--- START OF Provided text ---

I would like to get preliminary feedback about the provided patch.

Discussion on net-dev@ 
https://mail.openjdk.org/pipermail/net-dev/2023-March/020682.html

One of the main issue I try to solve is how the cache handle the intermittent 
DNS server outages due to overloading or network connection.

At the moment this cache can be configured by the application using the 
following two properties:
   (1) "networkaddress.cache.ttl"(30 sec) - cache policy for successful lookups
   (2) "networkaddress.cache.negative.ttl"(10 sec) - cache policy for negative 
lookups

The default timeout for positive responses is good enough to "have recent 
dns-records" and to "minimize the number of requests to the DNS server".

But the cache for the negative responses is problematic. This is a problem I 
would like to solve. Caching the negative response means that for **10** 
seconds the application will not be able to connect to the server.

Possible solutions:
  1. Decreasing timeout "for the negative responses": unfortunately more 
requests to the server at the moment of "DNS-outage" cause even more issues, 
since this is not the right moment to load the network/server more.

--- END OF Provided text ---

[Direction 1]: Can you restate the paragraph in the DNS cache message that begins "But the cache for the negative responses" more briefly, keeping its main facts?
The entries here are unrelated to the DNS cache message.

--- START OF Data supplied ---

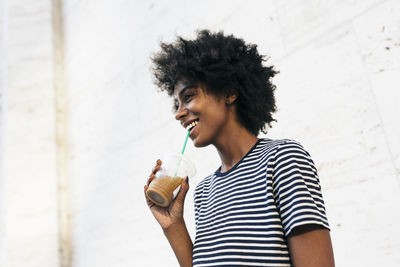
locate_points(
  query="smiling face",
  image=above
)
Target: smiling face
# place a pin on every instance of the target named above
(206, 115)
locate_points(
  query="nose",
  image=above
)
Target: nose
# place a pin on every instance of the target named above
(181, 113)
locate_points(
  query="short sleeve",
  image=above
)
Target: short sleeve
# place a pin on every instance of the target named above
(297, 188)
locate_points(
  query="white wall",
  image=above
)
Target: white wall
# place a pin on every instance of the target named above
(28, 209)
(3, 70)
(337, 94)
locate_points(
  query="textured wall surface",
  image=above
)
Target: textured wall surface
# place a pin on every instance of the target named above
(28, 180)
(3, 75)
(337, 94)
(339, 64)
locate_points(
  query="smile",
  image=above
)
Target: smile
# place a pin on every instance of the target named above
(191, 126)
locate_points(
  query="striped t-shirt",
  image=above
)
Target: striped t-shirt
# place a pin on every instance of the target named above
(244, 215)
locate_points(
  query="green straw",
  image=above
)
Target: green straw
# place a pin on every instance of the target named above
(183, 151)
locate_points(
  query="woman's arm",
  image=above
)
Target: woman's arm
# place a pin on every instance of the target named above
(311, 246)
(171, 221)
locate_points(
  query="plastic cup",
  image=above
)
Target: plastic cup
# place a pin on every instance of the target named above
(174, 169)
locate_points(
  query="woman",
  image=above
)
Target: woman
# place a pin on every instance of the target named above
(263, 206)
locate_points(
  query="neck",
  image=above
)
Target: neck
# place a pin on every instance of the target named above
(234, 145)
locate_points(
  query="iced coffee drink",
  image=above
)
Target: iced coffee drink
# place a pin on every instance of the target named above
(161, 190)
(174, 169)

--- END OF Data supplied ---

[Direction 2]: Which lines of the entries contain the string "smiling"? Report each of them in full.

[Worked solution 1]: Caching negative responses is a problem the author wants to solve, because a cached negative response leaves the application unable to connect to the server for 10 seconds.

[Worked solution 2]:
  query="smiling face",
Target: smiling face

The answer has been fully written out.